» JOB:
Render the material below as a JSON list of strings, with one string per line and no blank lines.

Excerpts from a dataset on pointing at objects:

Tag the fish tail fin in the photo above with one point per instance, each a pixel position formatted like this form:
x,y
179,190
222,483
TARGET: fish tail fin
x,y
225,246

» CORRECT ANSWER:
[
  "Tag the fish tail fin in the photo above with one point per instance, each a pixel position formatted like this form:",
  "x,y",
  "179,190",
  "222,483",
  "TARGET: fish tail fin",
  "x,y",
  "225,246"
]